--- start Supplied information ---
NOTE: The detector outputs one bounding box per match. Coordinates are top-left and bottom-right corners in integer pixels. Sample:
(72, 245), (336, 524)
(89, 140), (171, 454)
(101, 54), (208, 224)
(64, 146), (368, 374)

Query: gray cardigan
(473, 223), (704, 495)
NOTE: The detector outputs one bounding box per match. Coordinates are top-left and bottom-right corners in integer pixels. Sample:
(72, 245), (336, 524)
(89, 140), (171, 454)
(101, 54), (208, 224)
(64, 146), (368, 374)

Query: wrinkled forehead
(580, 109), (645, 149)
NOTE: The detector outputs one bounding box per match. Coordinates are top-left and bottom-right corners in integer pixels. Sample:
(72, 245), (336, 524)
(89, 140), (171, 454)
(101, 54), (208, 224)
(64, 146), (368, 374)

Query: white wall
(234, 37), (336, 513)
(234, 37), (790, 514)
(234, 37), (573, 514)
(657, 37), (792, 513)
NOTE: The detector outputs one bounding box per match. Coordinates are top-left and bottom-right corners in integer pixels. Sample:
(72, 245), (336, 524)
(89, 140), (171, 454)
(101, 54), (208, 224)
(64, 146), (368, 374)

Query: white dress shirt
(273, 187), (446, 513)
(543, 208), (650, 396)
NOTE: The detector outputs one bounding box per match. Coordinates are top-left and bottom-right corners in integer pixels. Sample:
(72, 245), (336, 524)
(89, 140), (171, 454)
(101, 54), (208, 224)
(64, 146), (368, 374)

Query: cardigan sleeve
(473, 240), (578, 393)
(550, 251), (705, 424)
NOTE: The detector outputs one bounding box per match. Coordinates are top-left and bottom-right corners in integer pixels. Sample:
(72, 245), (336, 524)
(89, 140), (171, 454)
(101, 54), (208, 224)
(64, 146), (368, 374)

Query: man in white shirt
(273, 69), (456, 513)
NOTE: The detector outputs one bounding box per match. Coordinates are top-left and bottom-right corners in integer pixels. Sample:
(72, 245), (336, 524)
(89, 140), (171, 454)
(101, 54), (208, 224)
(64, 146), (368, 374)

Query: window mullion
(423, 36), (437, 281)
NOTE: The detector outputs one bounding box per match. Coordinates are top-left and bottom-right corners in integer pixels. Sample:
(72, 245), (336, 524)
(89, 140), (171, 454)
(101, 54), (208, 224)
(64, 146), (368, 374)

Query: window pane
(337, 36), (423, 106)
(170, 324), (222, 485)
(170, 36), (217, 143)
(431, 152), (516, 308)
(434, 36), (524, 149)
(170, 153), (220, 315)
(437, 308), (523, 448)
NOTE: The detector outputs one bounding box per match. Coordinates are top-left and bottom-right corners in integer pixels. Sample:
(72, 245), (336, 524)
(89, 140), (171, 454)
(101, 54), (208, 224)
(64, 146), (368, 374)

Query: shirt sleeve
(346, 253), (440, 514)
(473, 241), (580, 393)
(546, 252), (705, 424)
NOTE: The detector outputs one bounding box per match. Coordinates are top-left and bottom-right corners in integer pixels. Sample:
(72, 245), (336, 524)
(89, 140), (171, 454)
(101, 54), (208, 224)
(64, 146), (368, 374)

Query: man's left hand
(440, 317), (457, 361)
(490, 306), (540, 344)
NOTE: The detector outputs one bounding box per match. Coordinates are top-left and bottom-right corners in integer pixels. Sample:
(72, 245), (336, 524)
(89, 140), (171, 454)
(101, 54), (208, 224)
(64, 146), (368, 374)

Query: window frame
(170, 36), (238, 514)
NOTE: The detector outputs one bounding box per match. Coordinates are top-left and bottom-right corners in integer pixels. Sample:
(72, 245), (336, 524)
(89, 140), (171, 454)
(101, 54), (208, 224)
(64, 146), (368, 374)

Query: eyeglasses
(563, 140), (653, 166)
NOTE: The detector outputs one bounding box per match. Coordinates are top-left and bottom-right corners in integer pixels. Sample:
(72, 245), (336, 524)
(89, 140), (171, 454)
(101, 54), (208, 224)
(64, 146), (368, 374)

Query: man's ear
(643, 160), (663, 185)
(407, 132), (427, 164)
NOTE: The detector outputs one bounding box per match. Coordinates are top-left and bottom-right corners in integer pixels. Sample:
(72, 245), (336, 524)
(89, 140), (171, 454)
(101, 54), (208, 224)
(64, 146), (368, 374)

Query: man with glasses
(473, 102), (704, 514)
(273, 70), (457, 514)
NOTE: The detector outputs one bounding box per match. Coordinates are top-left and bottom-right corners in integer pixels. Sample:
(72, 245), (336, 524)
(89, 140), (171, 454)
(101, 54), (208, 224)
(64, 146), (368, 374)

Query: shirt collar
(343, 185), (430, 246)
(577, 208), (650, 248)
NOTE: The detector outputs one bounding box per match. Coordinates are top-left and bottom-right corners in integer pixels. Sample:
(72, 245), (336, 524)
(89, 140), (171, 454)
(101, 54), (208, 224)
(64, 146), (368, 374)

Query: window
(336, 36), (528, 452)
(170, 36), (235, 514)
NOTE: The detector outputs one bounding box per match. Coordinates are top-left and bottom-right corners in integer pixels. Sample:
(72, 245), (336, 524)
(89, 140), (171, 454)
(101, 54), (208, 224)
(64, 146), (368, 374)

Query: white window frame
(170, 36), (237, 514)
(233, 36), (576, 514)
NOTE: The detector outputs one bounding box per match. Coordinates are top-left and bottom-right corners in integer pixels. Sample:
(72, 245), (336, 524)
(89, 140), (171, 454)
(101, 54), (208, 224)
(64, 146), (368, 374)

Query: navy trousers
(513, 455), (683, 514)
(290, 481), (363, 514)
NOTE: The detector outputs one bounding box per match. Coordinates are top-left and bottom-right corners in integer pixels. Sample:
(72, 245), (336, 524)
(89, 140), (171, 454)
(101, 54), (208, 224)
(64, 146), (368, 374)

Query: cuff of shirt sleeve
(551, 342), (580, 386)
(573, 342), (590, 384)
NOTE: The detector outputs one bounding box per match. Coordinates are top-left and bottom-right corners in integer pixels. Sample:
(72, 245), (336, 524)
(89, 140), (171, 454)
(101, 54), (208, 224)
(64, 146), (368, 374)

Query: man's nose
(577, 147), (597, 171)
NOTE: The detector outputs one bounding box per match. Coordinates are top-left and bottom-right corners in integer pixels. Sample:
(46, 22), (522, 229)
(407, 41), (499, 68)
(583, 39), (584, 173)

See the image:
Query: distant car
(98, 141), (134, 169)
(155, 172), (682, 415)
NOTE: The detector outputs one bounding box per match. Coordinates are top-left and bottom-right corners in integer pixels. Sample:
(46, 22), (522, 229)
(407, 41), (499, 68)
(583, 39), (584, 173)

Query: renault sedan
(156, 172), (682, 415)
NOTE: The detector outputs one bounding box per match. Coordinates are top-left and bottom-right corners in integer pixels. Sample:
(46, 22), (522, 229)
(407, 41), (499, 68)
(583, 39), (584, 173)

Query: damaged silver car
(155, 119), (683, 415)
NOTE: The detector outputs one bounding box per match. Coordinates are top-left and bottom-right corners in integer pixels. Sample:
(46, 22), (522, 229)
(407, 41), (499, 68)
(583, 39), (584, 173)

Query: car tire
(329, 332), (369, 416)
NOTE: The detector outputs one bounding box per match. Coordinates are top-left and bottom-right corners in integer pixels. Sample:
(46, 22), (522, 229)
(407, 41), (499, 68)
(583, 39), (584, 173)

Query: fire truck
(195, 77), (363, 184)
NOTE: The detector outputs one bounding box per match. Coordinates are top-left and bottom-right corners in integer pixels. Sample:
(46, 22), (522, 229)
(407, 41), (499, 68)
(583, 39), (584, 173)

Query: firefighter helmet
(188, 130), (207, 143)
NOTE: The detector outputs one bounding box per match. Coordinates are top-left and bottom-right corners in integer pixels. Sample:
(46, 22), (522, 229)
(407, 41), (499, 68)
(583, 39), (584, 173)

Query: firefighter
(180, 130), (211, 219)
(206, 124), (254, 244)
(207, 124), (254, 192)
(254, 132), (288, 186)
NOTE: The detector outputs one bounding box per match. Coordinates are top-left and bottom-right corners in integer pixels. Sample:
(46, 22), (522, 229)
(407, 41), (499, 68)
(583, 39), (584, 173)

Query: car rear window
--- end Supplied information ---
→ **Exercise aim**: Rewrite the lines from the first line of the rows through the line containing "(423, 36), (437, 281)", both included, as a Markdown table with two columns: Line, holding a running number, and Text, holding the line itself. Leave out blank lines.

→ **Answer for the task**:
| Line | Text |
|---|---|
| 1 | NOTE: The detector outputs one bounding box per match. Coordinates are top-left and bottom-right corners in integer pixels. Sample: |
| 2 | (72, 245), (336, 524) |
| 3 | (89, 140), (171, 454) |
| 4 | (101, 54), (208, 224) |
| 5 | (64, 146), (368, 374) |
| 6 | Query: gray cardigan |
| 7 | (473, 223), (704, 495) |
| 8 | NOTE: The detector outputs one bounding box per match. Coordinates are top-left and bottom-right corners in integer pixels. Sample: |
| 9 | (72, 245), (336, 524) |
| 10 | (89, 140), (171, 454) |
| 11 | (101, 54), (208, 224) |
| 12 | (64, 146), (368, 374) |
| 13 | Query: wrinkled forehead |
| 14 | (580, 109), (645, 149) |
| 15 | NOTE: The detector outputs one bounding box per match. Coordinates are top-left and bottom-right corners in integer pixels. Sample: |
| 16 | (72, 245), (336, 524) |
| 17 | (89, 140), (171, 454) |
| 18 | (101, 54), (208, 224) |
| 19 | (64, 146), (368, 374) |
| 20 | Query: white wall |
| 21 | (234, 37), (336, 513) |
| 22 | (234, 37), (790, 514) |
| 23 | (234, 37), (573, 514) |
| 24 | (657, 37), (792, 513) |
| 25 | NOTE: The detector outputs one bounding box per match. Coordinates are top-left and bottom-right corners in integer pixels. Sample: |
| 26 | (72, 245), (336, 524) |
| 27 | (89, 140), (171, 454) |
| 28 | (101, 54), (208, 224) |
| 29 | (64, 146), (368, 374) |
| 30 | Query: white dress shirt |
| 31 | (273, 187), (446, 513) |
| 32 | (543, 208), (650, 396) |
| 33 | NOTE: The detector outputs one bounding box per match. Coordinates are top-left and bottom-right corners in integer pixels. Sample: |
| 34 | (72, 245), (336, 524) |
| 35 | (89, 140), (171, 454) |
| 36 | (101, 54), (208, 224) |
| 37 | (64, 146), (368, 374) |
| 38 | Query: cardigan sleeve |
| 39 | (473, 240), (578, 393) |
| 40 | (550, 251), (705, 424) |
| 41 | NOTE: The detector outputs one bounding box per match. Coordinates are top-left and bottom-right corners in integer pixels. Sample: |
| 42 | (72, 245), (336, 524) |
| 43 | (89, 140), (171, 454) |
| 44 | (101, 54), (208, 224) |
| 45 | (64, 146), (368, 374) |
| 46 | Query: man in white shirt |
| 47 | (273, 69), (456, 513) |
| 48 | NOTE: The detector outputs one bounding box per match. Coordinates are top-left and bottom-right corners in integer pixels. Sample: |
| 49 | (72, 245), (336, 524) |
| 50 | (89, 140), (171, 454) |
| 51 | (101, 54), (208, 224) |
| 52 | (64, 146), (368, 374) |
| 53 | Query: window mullion |
| 54 | (423, 36), (437, 281) |